◆ **Exercises to complete**:
A – Name every publication that the Apple news licensing article lists as owned by Conde Nast or IAC.
B – Pick up the article on Apple's talks with news publishers from its last sentence and keep writing.

◆ **Reading passage**:
BEGIN
Apple wants to license with content from news publishers to train generative AI systems, in multi-year deals to access content potentially valued to cost Apple tens of millions of dollars.
Apple is working on its own generative AI projects to maintain its position in the overall AI marketplace. To improve its work, those systems need content to learn from, something which Apple is allegedly trying to acquire.
According to sources of The New York Times on Friday, Apple has been in talks with a number of publishers, to secure access to their news archives. These allegedly include discussions of "multiyear deals worth at least $50 million" with major names in the publishing industry.
The list is said to include Conde Nast, the publisher of Vogue and The New Yorker among others. IAC, the organization behind People, Better Homes, and The Daily Beast, has also talked to Apple, as has NBC News.
While the talks could be lucrative for the publishers, the response has supposedly been mixed. Some executives were happy with the idea, especially since Apple asked for permission and offered to pay for access instead of scraping content.
END
(Coordinate annotation entries)
BEGIN
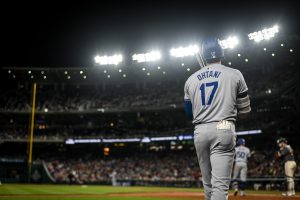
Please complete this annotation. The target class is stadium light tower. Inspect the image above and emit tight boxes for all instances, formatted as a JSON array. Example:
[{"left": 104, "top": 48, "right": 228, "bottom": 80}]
[
  {"left": 220, "top": 36, "right": 239, "bottom": 49},
  {"left": 248, "top": 25, "right": 279, "bottom": 42},
  {"left": 170, "top": 45, "right": 199, "bottom": 57},
  {"left": 132, "top": 51, "right": 161, "bottom": 63},
  {"left": 94, "top": 54, "right": 123, "bottom": 65}
]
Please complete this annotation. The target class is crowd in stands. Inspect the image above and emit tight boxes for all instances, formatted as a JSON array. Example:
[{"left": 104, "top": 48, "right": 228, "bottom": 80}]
[
  {"left": 0, "top": 62, "right": 297, "bottom": 112},
  {"left": 47, "top": 151, "right": 300, "bottom": 184}
]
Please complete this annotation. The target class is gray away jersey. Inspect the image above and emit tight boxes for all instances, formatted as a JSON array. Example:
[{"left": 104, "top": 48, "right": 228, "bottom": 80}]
[
  {"left": 235, "top": 146, "right": 250, "bottom": 163},
  {"left": 184, "top": 64, "right": 248, "bottom": 124}
]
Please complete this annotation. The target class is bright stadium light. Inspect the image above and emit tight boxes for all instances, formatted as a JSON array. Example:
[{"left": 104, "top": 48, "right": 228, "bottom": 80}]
[
  {"left": 248, "top": 25, "right": 279, "bottom": 42},
  {"left": 94, "top": 54, "right": 123, "bottom": 65},
  {"left": 132, "top": 51, "right": 161, "bottom": 62},
  {"left": 220, "top": 36, "right": 239, "bottom": 49},
  {"left": 170, "top": 45, "right": 199, "bottom": 57}
]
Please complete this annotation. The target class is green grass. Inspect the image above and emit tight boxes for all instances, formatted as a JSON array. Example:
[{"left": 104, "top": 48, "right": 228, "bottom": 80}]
[
  {"left": 0, "top": 184, "right": 202, "bottom": 200},
  {"left": 0, "top": 184, "right": 288, "bottom": 200}
]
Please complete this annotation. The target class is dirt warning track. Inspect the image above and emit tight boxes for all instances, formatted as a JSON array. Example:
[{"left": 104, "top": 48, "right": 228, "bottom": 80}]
[{"left": 0, "top": 192, "right": 300, "bottom": 200}]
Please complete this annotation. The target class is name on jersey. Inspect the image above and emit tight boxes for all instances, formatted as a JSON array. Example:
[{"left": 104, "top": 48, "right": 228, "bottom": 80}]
[{"left": 197, "top": 71, "right": 221, "bottom": 81}]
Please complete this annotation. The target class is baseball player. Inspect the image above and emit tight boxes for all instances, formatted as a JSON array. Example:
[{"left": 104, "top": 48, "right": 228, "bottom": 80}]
[
  {"left": 232, "top": 138, "right": 252, "bottom": 196},
  {"left": 184, "top": 38, "right": 251, "bottom": 200},
  {"left": 277, "top": 138, "right": 297, "bottom": 196}
]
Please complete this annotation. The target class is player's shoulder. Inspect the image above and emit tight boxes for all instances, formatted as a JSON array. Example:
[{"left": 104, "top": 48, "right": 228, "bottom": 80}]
[
  {"left": 185, "top": 69, "right": 201, "bottom": 85},
  {"left": 220, "top": 64, "right": 242, "bottom": 76}
]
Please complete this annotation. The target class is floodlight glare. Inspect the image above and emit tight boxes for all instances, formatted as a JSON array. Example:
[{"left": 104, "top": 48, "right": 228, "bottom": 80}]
[
  {"left": 248, "top": 25, "right": 279, "bottom": 42},
  {"left": 170, "top": 45, "right": 199, "bottom": 57},
  {"left": 94, "top": 54, "right": 123, "bottom": 65},
  {"left": 220, "top": 36, "right": 239, "bottom": 49},
  {"left": 132, "top": 51, "right": 161, "bottom": 62}
]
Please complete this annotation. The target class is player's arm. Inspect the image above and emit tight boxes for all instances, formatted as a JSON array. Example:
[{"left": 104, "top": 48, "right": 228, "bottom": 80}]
[
  {"left": 236, "top": 71, "right": 251, "bottom": 117},
  {"left": 277, "top": 148, "right": 289, "bottom": 157},
  {"left": 237, "top": 91, "right": 251, "bottom": 116},
  {"left": 184, "top": 99, "right": 193, "bottom": 119},
  {"left": 184, "top": 80, "right": 193, "bottom": 119}
]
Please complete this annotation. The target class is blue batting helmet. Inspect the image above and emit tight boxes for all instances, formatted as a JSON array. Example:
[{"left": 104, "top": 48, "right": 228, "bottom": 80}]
[
  {"left": 236, "top": 138, "right": 246, "bottom": 146},
  {"left": 202, "top": 38, "right": 224, "bottom": 61}
]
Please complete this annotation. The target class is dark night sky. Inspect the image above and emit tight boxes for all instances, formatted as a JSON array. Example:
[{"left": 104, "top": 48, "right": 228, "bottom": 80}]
[{"left": 0, "top": 0, "right": 299, "bottom": 67}]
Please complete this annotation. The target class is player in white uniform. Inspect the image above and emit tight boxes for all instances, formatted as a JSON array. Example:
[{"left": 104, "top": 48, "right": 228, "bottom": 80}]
[
  {"left": 184, "top": 38, "right": 251, "bottom": 200},
  {"left": 232, "top": 138, "right": 251, "bottom": 196}
]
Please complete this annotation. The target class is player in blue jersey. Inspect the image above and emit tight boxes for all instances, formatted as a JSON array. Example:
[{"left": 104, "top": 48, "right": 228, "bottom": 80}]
[
  {"left": 232, "top": 138, "right": 254, "bottom": 196},
  {"left": 184, "top": 38, "right": 251, "bottom": 200}
]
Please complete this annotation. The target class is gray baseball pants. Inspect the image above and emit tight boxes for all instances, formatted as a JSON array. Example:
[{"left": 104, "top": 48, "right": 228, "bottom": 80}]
[{"left": 194, "top": 121, "right": 236, "bottom": 200}]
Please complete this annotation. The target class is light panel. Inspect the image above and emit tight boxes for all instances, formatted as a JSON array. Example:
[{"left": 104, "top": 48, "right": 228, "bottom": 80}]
[
  {"left": 94, "top": 54, "right": 123, "bottom": 65},
  {"left": 248, "top": 25, "right": 279, "bottom": 42},
  {"left": 220, "top": 36, "right": 239, "bottom": 49},
  {"left": 170, "top": 45, "right": 199, "bottom": 57},
  {"left": 132, "top": 51, "right": 161, "bottom": 63}
]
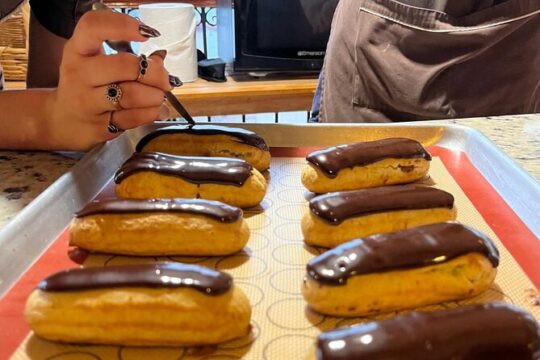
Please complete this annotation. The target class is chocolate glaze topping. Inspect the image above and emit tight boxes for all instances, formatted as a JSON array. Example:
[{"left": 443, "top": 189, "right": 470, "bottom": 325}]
[
  {"left": 38, "top": 263, "right": 233, "bottom": 295},
  {"left": 317, "top": 303, "right": 540, "bottom": 360},
  {"left": 75, "top": 198, "right": 242, "bottom": 223},
  {"left": 114, "top": 152, "right": 253, "bottom": 186},
  {"left": 135, "top": 124, "right": 268, "bottom": 152},
  {"left": 309, "top": 185, "right": 454, "bottom": 225},
  {"left": 307, "top": 222, "right": 499, "bottom": 285},
  {"left": 306, "top": 138, "right": 431, "bottom": 178}
]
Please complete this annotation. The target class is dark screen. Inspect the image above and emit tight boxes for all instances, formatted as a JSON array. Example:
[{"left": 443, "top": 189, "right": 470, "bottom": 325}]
[{"left": 252, "top": 0, "right": 338, "bottom": 51}]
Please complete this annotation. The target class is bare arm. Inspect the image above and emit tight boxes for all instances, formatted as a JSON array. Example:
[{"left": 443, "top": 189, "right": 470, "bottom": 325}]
[
  {"left": 0, "top": 90, "right": 54, "bottom": 150},
  {"left": 0, "top": 11, "right": 172, "bottom": 150}
]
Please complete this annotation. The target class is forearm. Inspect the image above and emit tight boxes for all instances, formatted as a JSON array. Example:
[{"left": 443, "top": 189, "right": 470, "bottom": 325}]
[{"left": 0, "top": 89, "right": 54, "bottom": 150}]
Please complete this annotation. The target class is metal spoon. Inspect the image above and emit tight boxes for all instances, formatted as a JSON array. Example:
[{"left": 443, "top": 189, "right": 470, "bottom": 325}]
[{"left": 92, "top": 2, "right": 195, "bottom": 125}]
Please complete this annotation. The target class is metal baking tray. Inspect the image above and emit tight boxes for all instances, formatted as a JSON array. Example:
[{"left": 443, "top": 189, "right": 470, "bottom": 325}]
[{"left": 0, "top": 123, "right": 540, "bottom": 297}]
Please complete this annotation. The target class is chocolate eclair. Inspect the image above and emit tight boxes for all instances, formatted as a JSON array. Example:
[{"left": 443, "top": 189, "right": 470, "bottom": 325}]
[
  {"left": 310, "top": 303, "right": 540, "bottom": 360},
  {"left": 302, "top": 222, "right": 499, "bottom": 316},
  {"left": 25, "top": 263, "right": 251, "bottom": 346},
  {"left": 302, "top": 138, "right": 431, "bottom": 193},
  {"left": 302, "top": 184, "right": 456, "bottom": 247},
  {"left": 114, "top": 153, "right": 267, "bottom": 207},
  {"left": 69, "top": 198, "right": 249, "bottom": 256},
  {"left": 136, "top": 124, "right": 270, "bottom": 171}
]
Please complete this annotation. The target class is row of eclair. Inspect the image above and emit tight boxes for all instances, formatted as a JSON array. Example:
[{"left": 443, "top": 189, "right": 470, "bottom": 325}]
[{"left": 22, "top": 125, "right": 540, "bottom": 359}]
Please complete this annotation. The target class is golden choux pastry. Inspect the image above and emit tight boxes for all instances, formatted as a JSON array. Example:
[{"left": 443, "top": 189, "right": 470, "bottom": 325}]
[
  {"left": 302, "top": 138, "right": 431, "bottom": 194},
  {"left": 114, "top": 153, "right": 267, "bottom": 208},
  {"left": 25, "top": 263, "right": 251, "bottom": 346},
  {"left": 136, "top": 124, "right": 270, "bottom": 171},
  {"left": 69, "top": 198, "right": 249, "bottom": 256},
  {"left": 302, "top": 184, "right": 456, "bottom": 248},
  {"left": 308, "top": 302, "right": 540, "bottom": 360},
  {"left": 302, "top": 222, "right": 499, "bottom": 317}
]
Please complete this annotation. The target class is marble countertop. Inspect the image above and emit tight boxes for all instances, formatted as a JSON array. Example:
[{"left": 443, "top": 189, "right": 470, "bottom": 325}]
[{"left": 0, "top": 114, "right": 540, "bottom": 228}]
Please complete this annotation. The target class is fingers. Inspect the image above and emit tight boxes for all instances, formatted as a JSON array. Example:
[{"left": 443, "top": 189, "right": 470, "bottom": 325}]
[
  {"left": 77, "top": 53, "right": 172, "bottom": 91},
  {"left": 66, "top": 10, "right": 160, "bottom": 56},
  {"left": 95, "top": 81, "right": 164, "bottom": 113}
]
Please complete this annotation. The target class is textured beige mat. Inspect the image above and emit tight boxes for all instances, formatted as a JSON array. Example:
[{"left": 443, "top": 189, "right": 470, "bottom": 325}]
[{"left": 14, "top": 158, "right": 540, "bottom": 360}]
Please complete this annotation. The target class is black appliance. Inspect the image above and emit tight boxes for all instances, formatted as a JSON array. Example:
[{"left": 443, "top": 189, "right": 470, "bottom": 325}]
[{"left": 217, "top": 0, "right": 338, "bottom": 75}]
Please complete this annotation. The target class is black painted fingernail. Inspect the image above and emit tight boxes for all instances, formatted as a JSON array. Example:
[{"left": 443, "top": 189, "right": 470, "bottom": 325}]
[
  {"left": 169, "top": 75, "right": 184, "bottom": 87},
  {"left": 139, "top": 24, "right": 161, "bottom": 37},
  {"left": 148, "top": 49, "right": 167, "bottom": 60}
]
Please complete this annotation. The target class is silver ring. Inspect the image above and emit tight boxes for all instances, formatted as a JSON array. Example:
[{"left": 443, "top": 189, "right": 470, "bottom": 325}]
[
  {"left": 107, "top": 111, "right": 124, "bottom": 134},
  {"left": 135, "top": 54, "right": 149, "bottom": 81},
  {"left": 105, "top": 84, "right": 122, "bottom": 109}
]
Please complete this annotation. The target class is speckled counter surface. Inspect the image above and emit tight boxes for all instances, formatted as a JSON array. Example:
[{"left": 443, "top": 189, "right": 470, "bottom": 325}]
[
  {"left": 0, "top": 114, "right": 540, "bottom": 228},
  {"left": 0, "top": 151, "right": 77, "bottom": 228}
]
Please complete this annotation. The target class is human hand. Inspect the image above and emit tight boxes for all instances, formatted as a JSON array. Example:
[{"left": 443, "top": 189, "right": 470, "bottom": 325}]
[{"left": 44, "top": 11, "right": 179, "bottom": 150}]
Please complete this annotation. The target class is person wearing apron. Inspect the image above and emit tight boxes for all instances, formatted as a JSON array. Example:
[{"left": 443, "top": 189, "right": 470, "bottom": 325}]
[{"left": 314, "top": 0, "right": 540, "bottom": 122}]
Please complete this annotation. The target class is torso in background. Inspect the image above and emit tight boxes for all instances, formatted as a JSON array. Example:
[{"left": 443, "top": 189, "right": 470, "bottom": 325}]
[{"left": 320, "top": 0, "right": 540, "bottom": 122}]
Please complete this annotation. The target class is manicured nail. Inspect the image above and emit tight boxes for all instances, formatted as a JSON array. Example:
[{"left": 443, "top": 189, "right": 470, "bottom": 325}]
[
  {"left": 157, "top": 105, "right": 171, "bottom": 120},
  {"left": 148, "top": 49, "right": 167, "bottom": 60},
  {"left": 169, "top": 75, "right": 184, "bottom": 87},
  {"left": 139, "top": 24, "right": 161, "bottom": 37}
]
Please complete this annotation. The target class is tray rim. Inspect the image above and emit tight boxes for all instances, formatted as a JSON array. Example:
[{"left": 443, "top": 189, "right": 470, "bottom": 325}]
[{"left": 0, "top": 122, "right": 540, "bottom": 298}]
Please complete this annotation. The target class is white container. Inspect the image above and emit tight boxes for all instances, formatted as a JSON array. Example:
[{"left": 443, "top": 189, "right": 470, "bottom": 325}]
[{"left": 139, "top": 3, "right": 197, "bottom": 82}]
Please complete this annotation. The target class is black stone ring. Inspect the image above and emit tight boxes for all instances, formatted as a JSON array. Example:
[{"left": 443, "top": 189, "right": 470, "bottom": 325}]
[
  {"left": 105, "top": 84, "right": 122, "bottom": 109},
  {"left": 107, "top": 111, "right": 124, "bottom": 134},
  {"left": 135, "top": 54, "right": 149, "bottom": 81}
]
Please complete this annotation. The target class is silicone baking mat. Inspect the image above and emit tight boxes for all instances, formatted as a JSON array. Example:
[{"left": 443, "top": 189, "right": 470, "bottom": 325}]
[{"left": 0, "top": 147, "right": 540, "bottom": 360}]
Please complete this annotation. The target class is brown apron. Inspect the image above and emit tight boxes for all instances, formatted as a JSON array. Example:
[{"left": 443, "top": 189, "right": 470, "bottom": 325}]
[{"left": 320, "top": 0, "right": 540, "bottom": 122}]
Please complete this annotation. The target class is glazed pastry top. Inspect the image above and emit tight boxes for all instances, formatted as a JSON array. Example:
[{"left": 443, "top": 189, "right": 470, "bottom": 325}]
[
  {"left": 306, "top": 138, "right": 431, "bottom": 178},
  {"left": 114, "top": 152, "right": 253, "bottom": 186},
  {"left": 75, "top": 198, "right": 242, "bottom": 223},
  {"left": 309, "top": 184, "right": 454, "bottom": 225},
  {"left": 136, "top": 124, "right": 268, "bottom": 152},
  {"left": 317, "top": 303, "right": 540, "bottom": 360},
  {"left": 38, "top": 263, "right": 233, "bottom": 295},
  {"left": 307, "top": 222, "right": 499, "bottom": 285}
]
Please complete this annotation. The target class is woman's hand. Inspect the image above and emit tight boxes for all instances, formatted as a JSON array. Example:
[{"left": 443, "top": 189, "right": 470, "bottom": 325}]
[{"left": 42, "top": 11, "right": 172, "bottom": 150}]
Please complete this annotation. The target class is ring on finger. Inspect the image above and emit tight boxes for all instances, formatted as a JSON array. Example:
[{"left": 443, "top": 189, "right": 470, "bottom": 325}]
[
  {"left": 105, "top": 84, "right": 122, "bottom": 110},
  {"left": 107, "top": 111, "right": 124, "bottom": 134},
  {"left": 135, "top": 54, "right": 149, "bottom": 81}
]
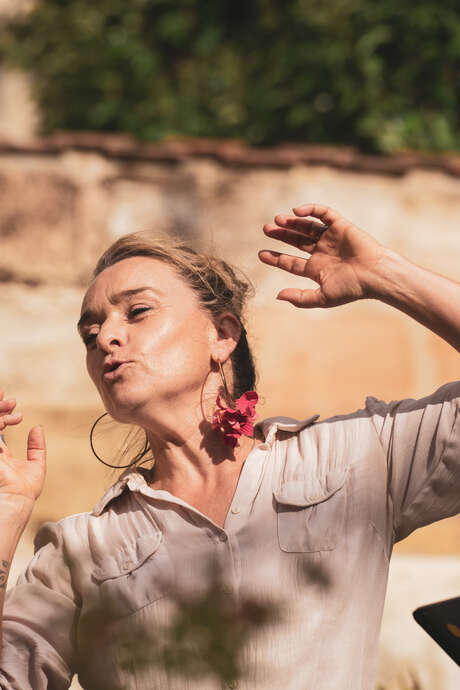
END
◆ **Per-task answers**:
A – Vogue, The New Yorker, People, Better Homes, The Daily Beast

B –
In some instances, publishers were worried about potential legal issues that could arise from having their archives fed into a generative AI system. There is also trepidation over the possibility Apple's access could lead to the iPhone maker competing against the publishers in the future, and that Apple was "vague" about its future plans for the content beyond AI training.
Apple's attempts to keep up with the rest of the AI field has seen some surprising success. It has already implemented a lot of machine learning elements in iOS and other platforms, and on December 19, it published a paper on rapidly creating 3D avatars of humans from brief video clips.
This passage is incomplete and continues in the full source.